**Your goal:**
Repeat each record exactly. Any picture gets left out.

======== Data listing ========

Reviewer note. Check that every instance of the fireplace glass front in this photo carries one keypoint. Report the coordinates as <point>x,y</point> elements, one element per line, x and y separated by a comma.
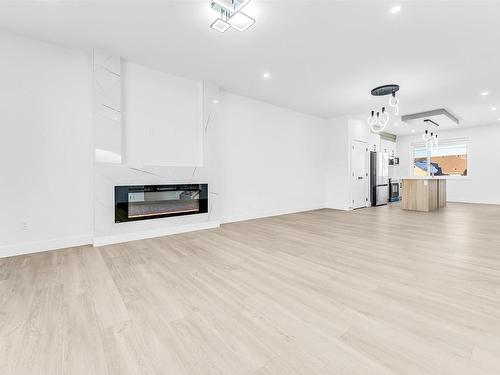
<point>143,202</point>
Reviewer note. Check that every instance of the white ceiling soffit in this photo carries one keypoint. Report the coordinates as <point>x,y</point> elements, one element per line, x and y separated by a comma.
<point>323,57</point>
<point>435,120</point>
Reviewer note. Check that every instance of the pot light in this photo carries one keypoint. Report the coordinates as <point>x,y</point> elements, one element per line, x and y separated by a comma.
<point>220,25</point>
<point>240,21</point>
<point>395,9</point>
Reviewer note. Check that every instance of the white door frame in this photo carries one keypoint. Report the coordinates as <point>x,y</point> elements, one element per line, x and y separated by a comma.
<point>367,168</point>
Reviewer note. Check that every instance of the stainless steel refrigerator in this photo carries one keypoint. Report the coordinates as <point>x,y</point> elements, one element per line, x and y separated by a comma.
<point>379,178</point>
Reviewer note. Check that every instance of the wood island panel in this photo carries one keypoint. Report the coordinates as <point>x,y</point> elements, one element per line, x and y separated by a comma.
<point>424,194</point>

========

**Exercise output:**
Reviewer note. Check that every instance of the fireplace glass front in this photo carries one keypoint. Report the coordinates as <point>x,y</point> elements, one element per line, x and y separated by a comma.
<point>143,202</point>
Reviewer note. Check that every instance of the white ceiling soffit in this photo carries one keypoint. Report the coordinates as <point>x,y</point> elements, one element per line, x and y separated by a comma.
<point>323,57</point>
<point>435,120</point>
Reviewer note. Check that every instance of the pot light in this photo carries one keypoint. Report the coordinates as <point>x,y</point> elements, one element per line, x and y separated by a comma.
<point>220,25</point>
<point>240,21</point>
<point>395,9</point>
Reviewer note. Check that every instance of the white door frame in this photo carries one keypoint. Report the coordinates as <point>x,y</point> elements, one element per line, x and y separated by a comma.
<point>367,168</point>
Reviewer note. Check that every instance of the stainless steel refrigerator in this photo carries one keypoint. Report the coordinates as <point>x,y</point> elements, one element per line, x and y separated by a comma.
<point>379,178</point>
Reviewer note. Check that every instance of the wood island panel in this photo carries one keypoint. Report the coordinates as <point>x,y</point> elements, one element per line, x and y separated by a comma.
<point>424,194</point>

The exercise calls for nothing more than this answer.